■ Excerpt provided ■
Listen to this story
|
The Forbes annual AI 50 list released this year was telling. There were mainstays like Scale AI, some obvious choices like OpenAI, and a few swerves that nobody saw coming. For instance, Emad Mostaque’s Stability AI, whose open-source image generator Stable Diffusion tool became wildly popular after its release last year, was conspicuously missing from the list. In contrast, a company like Databricks, which was decidedly working in an ‘unsexy’ segment in tech, had won a spot on the list.
Really great to see Databricks featured on the AI50 list, recognizing both lakehouse as an important data management system for AI, and the Dolly open source model. https://t.co/kywoI4prZf
— Matei Zaharia (@matei_zaharia) April 11, 2023
Databricks over Stability?
The decision surprised many as was evident on Twitter, but served to show the glaring differences between the two. On the one hand, Stability AI, a startup in the fresh and hot generative AI segment had spent tons of money, and was yet lagging in revenue generation. The company was, in fact, hunting for senior executives to help them save money. While on the other hand, Databricks seemed to be cruising just fine in the rough economic tides.

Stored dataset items
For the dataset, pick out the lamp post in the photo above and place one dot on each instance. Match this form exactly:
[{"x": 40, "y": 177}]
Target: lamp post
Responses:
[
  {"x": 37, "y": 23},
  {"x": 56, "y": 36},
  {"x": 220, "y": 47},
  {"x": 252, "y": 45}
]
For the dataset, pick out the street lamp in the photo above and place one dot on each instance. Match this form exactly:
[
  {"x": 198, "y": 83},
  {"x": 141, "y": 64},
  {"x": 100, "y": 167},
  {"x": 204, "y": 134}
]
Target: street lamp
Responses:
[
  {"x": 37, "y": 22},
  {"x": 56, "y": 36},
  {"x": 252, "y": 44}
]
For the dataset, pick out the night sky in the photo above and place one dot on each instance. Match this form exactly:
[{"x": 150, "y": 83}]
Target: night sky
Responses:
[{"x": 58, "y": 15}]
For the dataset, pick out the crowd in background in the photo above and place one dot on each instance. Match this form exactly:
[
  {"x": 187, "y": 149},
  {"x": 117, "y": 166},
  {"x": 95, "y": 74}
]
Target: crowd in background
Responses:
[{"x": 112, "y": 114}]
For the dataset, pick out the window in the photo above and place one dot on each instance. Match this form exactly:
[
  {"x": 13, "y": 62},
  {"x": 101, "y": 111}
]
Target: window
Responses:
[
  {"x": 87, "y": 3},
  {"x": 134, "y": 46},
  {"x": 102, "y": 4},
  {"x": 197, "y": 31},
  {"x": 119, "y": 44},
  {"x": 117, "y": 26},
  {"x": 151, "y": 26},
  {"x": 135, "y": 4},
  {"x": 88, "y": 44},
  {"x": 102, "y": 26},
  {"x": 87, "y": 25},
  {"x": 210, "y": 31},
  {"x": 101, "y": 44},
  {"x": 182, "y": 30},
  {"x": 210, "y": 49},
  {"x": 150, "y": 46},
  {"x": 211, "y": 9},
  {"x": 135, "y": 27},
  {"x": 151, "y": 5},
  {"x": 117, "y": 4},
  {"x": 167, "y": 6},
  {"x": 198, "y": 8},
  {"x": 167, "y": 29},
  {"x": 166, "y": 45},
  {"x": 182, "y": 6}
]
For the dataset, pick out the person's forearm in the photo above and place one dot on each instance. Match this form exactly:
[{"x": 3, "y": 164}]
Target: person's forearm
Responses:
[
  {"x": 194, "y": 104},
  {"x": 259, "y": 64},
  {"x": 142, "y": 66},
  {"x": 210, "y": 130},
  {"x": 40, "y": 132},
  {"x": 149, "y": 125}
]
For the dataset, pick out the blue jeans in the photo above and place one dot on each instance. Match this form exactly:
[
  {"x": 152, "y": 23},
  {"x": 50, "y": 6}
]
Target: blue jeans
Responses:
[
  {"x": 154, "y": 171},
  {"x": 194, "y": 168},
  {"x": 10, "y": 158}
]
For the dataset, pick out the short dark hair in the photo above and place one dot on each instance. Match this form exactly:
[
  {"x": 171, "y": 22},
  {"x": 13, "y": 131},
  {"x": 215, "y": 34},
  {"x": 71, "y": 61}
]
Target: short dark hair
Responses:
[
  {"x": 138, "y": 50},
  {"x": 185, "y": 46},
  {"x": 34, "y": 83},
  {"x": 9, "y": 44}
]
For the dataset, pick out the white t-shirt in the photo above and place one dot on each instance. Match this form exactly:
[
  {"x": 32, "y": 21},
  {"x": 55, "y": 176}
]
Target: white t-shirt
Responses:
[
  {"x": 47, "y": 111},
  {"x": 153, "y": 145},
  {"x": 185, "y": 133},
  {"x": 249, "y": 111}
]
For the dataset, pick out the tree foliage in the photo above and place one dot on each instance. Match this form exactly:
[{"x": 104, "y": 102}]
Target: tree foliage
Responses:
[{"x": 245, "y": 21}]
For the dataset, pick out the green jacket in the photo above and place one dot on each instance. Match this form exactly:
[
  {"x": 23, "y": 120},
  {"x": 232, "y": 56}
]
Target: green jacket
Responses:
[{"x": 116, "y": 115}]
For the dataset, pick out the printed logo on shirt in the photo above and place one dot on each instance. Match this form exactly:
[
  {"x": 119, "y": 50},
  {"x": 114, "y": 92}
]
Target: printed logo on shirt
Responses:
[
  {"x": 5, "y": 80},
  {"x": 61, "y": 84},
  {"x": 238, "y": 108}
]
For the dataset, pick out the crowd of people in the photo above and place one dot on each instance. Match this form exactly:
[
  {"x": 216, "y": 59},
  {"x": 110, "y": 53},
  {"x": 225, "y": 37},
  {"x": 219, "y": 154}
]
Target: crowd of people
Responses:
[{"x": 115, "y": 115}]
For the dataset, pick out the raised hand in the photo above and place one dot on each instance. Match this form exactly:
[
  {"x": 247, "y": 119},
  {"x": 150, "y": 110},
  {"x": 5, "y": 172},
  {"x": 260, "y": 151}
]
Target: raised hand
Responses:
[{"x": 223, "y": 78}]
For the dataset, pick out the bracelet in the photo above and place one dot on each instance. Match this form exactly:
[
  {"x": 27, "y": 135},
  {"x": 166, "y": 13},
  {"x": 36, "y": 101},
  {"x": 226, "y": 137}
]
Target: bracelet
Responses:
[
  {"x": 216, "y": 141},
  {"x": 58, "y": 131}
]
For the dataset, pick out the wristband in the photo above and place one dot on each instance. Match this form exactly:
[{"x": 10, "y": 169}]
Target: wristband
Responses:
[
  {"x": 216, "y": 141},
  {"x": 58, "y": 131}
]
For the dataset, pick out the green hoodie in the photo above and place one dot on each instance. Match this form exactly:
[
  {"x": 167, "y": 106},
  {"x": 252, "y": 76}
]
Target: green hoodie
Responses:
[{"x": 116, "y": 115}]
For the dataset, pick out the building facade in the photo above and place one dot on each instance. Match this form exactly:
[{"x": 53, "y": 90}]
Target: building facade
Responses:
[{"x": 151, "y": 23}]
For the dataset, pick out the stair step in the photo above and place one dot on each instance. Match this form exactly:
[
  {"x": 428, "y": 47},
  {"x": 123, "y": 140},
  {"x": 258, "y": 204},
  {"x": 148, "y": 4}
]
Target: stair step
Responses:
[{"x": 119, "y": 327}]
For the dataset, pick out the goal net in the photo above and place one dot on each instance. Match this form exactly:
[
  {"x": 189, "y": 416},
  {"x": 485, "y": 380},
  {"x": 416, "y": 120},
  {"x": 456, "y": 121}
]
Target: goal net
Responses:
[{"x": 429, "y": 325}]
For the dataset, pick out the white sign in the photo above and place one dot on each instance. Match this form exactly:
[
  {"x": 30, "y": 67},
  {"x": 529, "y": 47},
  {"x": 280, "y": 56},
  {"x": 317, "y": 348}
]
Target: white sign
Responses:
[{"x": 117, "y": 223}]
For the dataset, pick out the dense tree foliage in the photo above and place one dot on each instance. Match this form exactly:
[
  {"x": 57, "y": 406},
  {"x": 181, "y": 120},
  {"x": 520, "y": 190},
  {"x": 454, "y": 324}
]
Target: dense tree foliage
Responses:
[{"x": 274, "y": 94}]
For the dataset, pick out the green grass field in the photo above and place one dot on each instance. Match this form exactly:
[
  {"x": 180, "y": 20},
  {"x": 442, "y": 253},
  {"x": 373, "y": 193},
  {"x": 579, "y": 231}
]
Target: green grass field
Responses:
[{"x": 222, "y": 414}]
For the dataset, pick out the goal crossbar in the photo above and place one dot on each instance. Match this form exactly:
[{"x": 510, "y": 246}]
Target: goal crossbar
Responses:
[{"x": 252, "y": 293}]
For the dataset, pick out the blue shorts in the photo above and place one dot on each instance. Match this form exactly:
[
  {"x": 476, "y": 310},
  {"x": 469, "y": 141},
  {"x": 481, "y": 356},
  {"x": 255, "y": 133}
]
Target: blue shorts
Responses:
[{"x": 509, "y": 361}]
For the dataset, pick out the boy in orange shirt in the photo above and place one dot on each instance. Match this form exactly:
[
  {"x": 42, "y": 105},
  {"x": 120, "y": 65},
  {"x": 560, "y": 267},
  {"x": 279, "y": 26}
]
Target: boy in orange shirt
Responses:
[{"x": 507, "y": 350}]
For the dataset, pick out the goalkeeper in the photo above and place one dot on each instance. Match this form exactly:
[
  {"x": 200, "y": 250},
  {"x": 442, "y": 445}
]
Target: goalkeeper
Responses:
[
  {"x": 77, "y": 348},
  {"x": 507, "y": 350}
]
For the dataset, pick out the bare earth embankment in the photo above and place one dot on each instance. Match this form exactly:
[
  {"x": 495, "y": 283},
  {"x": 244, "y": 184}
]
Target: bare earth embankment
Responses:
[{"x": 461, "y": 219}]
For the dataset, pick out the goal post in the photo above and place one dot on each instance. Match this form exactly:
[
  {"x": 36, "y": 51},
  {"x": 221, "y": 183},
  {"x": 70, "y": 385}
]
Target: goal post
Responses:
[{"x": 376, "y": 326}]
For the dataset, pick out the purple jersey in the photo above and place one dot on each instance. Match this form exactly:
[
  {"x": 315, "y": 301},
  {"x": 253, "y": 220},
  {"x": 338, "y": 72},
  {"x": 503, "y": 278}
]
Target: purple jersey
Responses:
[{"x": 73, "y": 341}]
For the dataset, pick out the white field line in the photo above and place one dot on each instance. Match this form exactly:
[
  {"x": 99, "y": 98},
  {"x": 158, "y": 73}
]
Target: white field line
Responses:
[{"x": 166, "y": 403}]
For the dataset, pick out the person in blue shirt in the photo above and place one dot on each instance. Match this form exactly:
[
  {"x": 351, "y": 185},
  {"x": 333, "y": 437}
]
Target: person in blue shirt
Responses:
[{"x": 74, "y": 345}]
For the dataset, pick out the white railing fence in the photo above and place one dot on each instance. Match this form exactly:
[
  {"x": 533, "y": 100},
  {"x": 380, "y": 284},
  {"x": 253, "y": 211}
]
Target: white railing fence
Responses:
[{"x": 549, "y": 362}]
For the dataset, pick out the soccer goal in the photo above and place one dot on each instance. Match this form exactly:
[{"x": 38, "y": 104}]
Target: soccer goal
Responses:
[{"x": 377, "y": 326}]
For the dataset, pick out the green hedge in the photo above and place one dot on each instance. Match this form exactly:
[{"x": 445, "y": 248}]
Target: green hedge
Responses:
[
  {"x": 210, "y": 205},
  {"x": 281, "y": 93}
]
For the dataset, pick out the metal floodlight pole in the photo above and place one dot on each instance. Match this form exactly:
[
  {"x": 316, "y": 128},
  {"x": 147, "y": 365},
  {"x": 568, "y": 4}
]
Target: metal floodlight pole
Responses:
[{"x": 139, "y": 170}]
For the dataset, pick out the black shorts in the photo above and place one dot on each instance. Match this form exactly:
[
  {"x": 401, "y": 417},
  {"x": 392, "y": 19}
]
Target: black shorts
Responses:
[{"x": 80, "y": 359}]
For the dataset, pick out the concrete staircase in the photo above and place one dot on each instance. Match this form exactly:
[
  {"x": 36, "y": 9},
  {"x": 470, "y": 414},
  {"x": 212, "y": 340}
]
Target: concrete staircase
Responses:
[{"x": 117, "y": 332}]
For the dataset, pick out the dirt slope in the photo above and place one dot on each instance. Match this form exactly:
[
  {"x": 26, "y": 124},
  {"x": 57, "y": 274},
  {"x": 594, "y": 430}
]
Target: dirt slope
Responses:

■ Problem statement ■
Answer these questions about the article on the Forbes AI 50 list:
(a) Which company, known for the image generator Stable Diffusion, was missing from the list?
(b) In the tweet quoted in the article, which two things does the writer say Databricks' place on the list recognizes?
(c) What was Stability AI hunting for?

■ Task response ■
(a) Stability AI.
(b) The lakehouse as an important data management system for AI, and the Dolly open source model.
(c) Senior executives to help it save money.